>>>>>

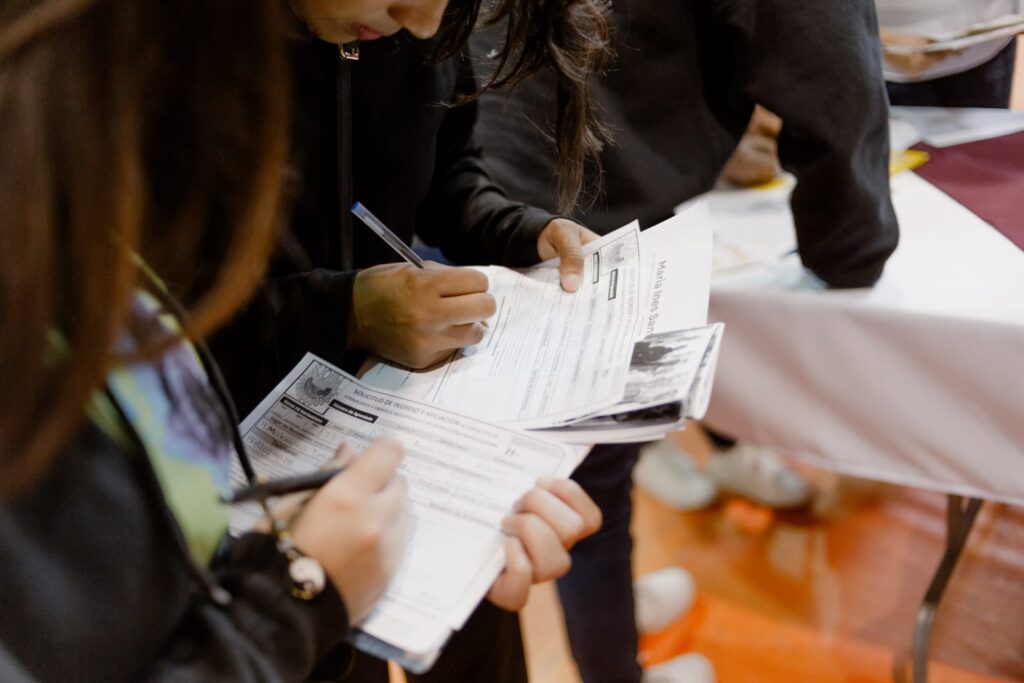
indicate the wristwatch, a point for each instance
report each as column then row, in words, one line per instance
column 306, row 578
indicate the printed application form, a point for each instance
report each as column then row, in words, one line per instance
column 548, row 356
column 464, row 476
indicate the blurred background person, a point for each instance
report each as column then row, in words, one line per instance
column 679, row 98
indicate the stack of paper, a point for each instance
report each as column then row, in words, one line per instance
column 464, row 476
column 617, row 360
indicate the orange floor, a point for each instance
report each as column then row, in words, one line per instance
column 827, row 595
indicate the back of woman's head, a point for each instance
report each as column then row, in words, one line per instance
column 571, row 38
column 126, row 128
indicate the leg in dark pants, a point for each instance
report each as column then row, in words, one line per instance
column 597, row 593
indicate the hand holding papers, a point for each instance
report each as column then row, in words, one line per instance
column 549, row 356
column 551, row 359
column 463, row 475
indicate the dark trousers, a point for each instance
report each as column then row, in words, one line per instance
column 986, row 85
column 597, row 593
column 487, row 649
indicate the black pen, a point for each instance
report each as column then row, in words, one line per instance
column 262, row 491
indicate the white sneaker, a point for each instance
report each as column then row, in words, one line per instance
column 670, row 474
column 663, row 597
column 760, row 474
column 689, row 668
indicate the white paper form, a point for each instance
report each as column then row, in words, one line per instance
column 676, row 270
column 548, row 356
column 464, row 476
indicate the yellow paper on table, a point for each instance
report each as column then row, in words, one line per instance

<<<<<
>>>>>

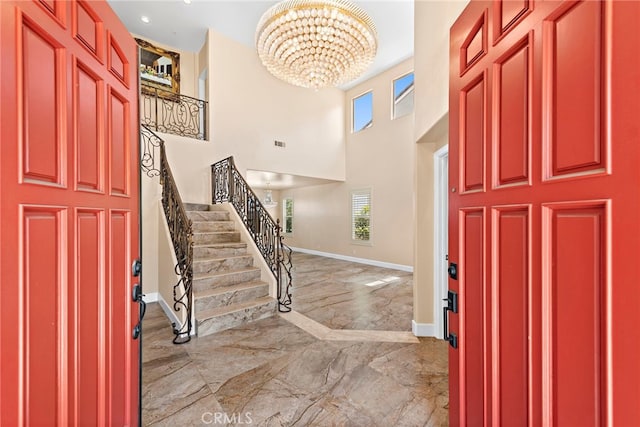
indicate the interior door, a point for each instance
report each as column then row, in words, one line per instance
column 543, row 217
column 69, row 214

<<<<<

SHORT PROBLEM:
Starting with the line containing "indicate the printed" and going through the line containing "column 827, row 595", change "stack of paper" to "pile of paper" and give those lines back with nothing else altered. Include only those lines.

SOLUTION TO THE EXERCISE:
indicate the printed application form, a point for each instance
report each as column then row, in words, one line per instance
column 548, row 356
column 464, row 476
indicate the blurred background person, a point for each instance
report each as column then row, in words, one line per instance
column 679, row 98
indicate the pile of paper, a point for each instance
report each as column then row, in words, one line per instance
column 464, row 476
column 617, row 360
indicate the orange floor, a point for each instance
report each as column then row, in words, one line per instance
column 827, row 595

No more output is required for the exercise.